### Task details
Find every line with the string "console" in the material below and copy it.

Given entries START

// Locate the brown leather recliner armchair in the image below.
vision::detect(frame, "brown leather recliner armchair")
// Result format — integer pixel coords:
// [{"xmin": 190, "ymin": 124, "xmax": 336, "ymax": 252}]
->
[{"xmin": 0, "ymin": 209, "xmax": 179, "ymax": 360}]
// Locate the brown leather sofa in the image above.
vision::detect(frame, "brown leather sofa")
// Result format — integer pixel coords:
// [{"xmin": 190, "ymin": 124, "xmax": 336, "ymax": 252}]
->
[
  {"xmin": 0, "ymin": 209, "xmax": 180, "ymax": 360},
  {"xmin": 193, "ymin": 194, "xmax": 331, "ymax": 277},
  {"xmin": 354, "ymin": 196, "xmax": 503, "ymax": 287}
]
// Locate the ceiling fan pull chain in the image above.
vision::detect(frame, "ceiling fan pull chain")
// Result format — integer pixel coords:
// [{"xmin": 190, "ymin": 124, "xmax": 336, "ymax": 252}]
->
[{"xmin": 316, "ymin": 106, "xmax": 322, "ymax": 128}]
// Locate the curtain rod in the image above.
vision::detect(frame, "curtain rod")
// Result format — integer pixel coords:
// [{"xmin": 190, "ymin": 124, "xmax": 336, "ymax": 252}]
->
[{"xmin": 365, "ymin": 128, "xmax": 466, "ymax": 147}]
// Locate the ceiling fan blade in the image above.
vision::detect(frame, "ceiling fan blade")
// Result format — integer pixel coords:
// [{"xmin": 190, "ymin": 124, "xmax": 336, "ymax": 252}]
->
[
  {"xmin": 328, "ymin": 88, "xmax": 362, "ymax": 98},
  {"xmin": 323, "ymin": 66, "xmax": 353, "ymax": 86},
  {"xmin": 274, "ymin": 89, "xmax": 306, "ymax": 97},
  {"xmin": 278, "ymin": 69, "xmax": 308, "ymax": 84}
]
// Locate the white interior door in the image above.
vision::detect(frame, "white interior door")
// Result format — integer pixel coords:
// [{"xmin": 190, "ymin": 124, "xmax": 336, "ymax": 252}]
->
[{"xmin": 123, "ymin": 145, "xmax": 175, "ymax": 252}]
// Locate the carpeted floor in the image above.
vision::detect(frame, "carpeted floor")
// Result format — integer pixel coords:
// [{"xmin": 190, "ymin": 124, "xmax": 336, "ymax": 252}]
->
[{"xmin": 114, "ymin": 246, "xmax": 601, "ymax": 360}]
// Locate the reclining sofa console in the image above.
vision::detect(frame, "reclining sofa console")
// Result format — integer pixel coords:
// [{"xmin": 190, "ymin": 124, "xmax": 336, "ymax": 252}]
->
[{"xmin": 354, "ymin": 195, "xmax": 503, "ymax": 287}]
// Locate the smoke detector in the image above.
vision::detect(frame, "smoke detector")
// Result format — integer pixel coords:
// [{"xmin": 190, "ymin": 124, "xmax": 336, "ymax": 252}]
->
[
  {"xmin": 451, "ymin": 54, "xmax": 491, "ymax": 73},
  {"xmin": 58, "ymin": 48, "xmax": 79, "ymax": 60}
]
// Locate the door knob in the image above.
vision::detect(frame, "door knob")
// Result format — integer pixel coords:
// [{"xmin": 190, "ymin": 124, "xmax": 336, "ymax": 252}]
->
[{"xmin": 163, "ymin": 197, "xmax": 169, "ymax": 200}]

Given entries END

### Answer box
// Locate the reclining sofa console in the image above.
vision::detect(frame, "reclining sofa console")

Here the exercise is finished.